> _To do_:
Edit the part of the items that opens with the first line and closes with the line containing "xmin=401 ymin=364 xmax=616 ymax=489": replace every occurrence of "woman's" with "subject's", leave everything else unchanged, and give only those lines.

Items from a box labeling dataset
□ □ □ □
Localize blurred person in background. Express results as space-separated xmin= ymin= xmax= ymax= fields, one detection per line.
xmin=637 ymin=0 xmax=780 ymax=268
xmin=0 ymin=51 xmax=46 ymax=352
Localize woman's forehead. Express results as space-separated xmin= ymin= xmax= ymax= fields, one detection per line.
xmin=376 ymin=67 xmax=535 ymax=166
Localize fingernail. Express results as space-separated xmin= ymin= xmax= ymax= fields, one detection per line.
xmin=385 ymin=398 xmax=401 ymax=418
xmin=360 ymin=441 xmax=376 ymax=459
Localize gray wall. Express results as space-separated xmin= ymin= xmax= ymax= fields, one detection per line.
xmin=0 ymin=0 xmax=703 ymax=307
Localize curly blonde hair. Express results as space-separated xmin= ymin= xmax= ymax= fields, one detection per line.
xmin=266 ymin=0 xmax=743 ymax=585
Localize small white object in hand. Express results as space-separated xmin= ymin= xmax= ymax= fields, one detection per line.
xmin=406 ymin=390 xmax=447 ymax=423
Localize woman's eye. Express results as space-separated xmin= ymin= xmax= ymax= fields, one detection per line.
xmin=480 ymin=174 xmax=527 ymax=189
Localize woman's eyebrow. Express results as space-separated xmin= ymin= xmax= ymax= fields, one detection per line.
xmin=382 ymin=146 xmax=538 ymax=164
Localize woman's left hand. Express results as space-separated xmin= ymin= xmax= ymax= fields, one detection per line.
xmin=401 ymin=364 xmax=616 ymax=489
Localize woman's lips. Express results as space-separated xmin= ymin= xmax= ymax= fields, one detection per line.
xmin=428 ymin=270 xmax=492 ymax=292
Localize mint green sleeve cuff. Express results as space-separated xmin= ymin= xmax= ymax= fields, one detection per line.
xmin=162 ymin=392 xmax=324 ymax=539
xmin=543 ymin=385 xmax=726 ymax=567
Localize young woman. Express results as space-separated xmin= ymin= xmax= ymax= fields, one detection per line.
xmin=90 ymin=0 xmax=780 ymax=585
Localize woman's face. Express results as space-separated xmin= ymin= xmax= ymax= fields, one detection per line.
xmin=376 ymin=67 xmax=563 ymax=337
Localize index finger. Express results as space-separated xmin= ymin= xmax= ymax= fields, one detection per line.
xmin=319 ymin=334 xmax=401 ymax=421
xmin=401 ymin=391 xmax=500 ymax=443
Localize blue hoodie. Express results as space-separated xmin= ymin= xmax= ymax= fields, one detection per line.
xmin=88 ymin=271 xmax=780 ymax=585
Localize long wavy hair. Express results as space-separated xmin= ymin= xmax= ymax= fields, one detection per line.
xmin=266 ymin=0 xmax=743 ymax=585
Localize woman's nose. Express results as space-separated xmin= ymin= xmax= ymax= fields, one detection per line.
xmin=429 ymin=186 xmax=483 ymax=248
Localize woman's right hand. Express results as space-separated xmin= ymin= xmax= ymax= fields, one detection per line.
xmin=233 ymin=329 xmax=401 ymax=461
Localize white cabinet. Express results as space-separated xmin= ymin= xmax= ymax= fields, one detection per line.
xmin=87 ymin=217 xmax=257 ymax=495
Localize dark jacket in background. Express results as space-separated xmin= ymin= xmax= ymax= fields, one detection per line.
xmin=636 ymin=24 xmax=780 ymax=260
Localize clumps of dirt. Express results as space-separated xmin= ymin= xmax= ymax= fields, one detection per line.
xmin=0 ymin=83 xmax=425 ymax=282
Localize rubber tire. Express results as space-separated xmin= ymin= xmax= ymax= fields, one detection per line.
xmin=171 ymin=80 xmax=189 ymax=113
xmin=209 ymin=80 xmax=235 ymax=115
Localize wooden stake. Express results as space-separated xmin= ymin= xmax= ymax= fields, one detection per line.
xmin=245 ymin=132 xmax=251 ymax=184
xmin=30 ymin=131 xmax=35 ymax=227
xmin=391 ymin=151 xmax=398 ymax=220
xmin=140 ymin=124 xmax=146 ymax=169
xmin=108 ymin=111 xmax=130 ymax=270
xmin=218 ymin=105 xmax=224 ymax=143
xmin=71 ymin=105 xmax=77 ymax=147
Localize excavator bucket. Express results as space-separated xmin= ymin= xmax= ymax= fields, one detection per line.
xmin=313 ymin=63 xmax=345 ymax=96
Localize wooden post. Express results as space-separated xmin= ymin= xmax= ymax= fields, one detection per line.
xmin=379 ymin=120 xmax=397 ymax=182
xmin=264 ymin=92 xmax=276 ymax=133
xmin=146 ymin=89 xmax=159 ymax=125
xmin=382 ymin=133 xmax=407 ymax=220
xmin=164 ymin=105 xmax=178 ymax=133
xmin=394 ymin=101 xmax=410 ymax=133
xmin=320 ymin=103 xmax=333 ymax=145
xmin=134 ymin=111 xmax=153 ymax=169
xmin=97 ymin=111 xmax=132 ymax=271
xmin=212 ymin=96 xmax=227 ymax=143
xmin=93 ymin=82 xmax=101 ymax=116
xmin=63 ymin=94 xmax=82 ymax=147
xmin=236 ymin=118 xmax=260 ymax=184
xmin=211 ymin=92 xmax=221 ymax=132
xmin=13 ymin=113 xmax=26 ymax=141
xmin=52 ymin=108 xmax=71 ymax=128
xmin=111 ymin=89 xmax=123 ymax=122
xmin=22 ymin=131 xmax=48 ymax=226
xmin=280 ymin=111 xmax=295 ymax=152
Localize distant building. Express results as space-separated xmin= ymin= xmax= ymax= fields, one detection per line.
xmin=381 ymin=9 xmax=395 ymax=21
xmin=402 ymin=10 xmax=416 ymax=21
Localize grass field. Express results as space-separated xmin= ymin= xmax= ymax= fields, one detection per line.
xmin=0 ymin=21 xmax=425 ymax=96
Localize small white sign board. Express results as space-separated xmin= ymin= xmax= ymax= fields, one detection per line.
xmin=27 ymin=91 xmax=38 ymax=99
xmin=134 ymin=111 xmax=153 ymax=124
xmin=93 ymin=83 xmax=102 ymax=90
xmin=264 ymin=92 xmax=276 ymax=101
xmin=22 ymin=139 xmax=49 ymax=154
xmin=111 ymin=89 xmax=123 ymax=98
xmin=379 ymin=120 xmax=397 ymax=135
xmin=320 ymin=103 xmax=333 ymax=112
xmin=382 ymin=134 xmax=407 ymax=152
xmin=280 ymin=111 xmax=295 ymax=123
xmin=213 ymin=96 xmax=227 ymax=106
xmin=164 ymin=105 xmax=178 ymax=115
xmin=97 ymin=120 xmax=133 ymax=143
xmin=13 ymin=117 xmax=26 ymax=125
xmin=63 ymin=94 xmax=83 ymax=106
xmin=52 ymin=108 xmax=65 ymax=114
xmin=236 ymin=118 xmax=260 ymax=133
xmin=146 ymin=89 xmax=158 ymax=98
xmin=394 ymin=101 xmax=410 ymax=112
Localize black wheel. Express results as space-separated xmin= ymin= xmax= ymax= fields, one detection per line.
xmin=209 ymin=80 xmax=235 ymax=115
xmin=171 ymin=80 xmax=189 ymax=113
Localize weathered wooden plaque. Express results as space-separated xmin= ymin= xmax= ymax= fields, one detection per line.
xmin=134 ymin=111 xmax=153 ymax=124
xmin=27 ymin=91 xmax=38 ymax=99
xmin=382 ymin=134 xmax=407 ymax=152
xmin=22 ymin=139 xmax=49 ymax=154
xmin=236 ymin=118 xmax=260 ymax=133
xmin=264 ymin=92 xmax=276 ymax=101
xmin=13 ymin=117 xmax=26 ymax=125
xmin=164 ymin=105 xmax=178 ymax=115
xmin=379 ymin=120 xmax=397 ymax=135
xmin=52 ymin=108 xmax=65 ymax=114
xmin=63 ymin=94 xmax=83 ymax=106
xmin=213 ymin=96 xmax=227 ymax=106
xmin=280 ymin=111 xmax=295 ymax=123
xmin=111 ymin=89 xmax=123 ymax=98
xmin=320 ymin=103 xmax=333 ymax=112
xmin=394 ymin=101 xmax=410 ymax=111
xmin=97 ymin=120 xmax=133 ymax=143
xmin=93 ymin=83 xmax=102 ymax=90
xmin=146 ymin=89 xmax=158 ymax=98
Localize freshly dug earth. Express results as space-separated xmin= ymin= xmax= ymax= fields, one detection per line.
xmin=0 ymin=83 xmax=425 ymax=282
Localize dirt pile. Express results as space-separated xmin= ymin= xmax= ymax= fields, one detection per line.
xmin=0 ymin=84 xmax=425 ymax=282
□ □ □ □
> _Solution for this problem_:
Localize blurred person in background. Express results as space-separated xmin= ymin= xmax= ymax= fields, one detection per line.
xmin=637 ymin=0 xmax=780 ymax=268
xmin=0 ymin=51 xmax=46 ymax=352
Localize subject's forehead. Express results as space-separated xmin= ymin= xmax= ymax= fields, one detection per line.
xmin=376 ymin=67 xmax=535 ymax=166
Localize fingernail. Express results as space-separated xmin= ymin= xmax= ymax= fields, one detection per line.
xmin=385 ymin=398 xmax=401 ymax=418
xmin=360 ymin=441 xmax=376 ymax=459
Localize gray wall. Express results as space-separated xmin= ymin= xmax= ymax= fields, one detection per line.
xmin=0 ymin=0 xmax=703 ymax=307
Localize curly blonde hair. Express results as space-separated xmin= ymin= xmax= ymax= fields, one detection per line.
xmin=266 ymin=0 xmax=743 ymax=585
Localize small white object in hand. Express results as space-separated xmin= ymin= xmax= ymax= fields, one detection per line.
xmin=406 ymin=390 xmax=447 ymax=423
Localize subject's eye. Express results as space-separated xmin= ymin= xmax= ymax= fields, one detection per line.
xmin=480 ymin=174 xmax=527 ymax=189
Localize subject's eyebrow. Express results as space-separated xmin= ymin= xmax= ymax= fields, one detection per line.
xmin=382 ymin=146 xmax=538 ymax=164
Localize subject's left hand. Express results as space-separated xmin= ymin= xmax= ymax= fields, one detection per line.
xmin=401 ymin=364 xmax=616 ymax=489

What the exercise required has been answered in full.